Rewrite the lines from the one with "For every instance of the yellow" to the one with "x=36, y=570", replacing "point_to" with "locate_point" and leaving everything else unchanged. Give back only those lines.
-- START OF Record set --
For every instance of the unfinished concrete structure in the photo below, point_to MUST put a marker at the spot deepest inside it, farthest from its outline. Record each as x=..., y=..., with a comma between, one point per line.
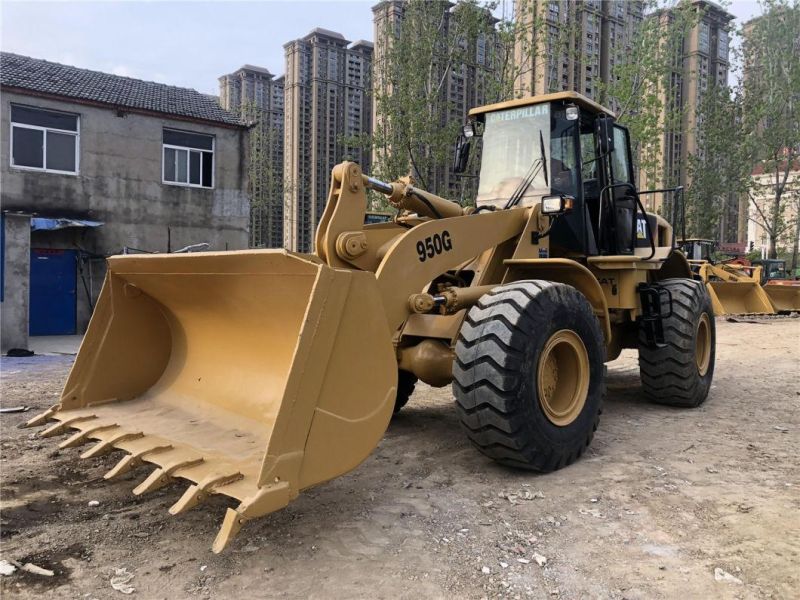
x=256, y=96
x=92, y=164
-- END OF Record set --
-- START OF Record set --
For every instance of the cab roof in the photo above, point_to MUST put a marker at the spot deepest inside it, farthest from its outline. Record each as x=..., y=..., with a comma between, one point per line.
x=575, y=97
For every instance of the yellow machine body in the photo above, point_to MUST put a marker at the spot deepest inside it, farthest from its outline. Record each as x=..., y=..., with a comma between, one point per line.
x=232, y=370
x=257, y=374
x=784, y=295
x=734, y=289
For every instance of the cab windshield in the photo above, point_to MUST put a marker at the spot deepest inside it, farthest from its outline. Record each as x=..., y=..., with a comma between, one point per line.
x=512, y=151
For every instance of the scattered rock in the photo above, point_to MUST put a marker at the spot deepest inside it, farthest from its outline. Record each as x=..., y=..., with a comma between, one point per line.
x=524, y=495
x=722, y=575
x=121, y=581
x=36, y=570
-- END OF Record set --
-- START OF Record set --
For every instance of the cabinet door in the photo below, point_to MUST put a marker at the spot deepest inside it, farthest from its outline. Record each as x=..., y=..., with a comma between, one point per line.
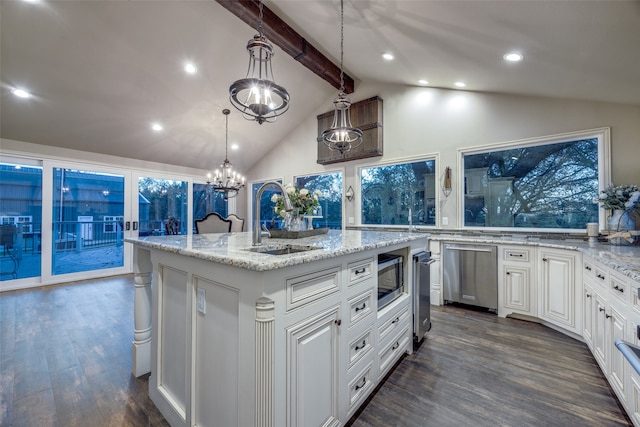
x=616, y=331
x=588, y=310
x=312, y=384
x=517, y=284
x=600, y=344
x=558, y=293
-- END OF Record set --
Answer to this exercise:
For every instance of the yellow machine body in the photo above, locate_point MUST put a marker at the spot deepest inside it, farthest from its outline. Record each as x=..., y=..., with a comma between, one point per line.
x=232, y=370
x=257, y=374
x=784, y=295
x=734, y=289
For every instance of the cab windshield in the photo above, locate_point MUST put a marker at the spot deepest inside it, farthest from its outline. Record each as x=..., y=..., with a comma between, one point per line.
x=512, y=151
For every instance of the scattered rock in the photo above, locate_point MUST put a marker at the spot deepest inside it, farthest from its outline. Record each as x=..., y=..., with a comma between, one point per line.
x=524, y=495
x=722, y=575
x=121, y=581
x=36, y=570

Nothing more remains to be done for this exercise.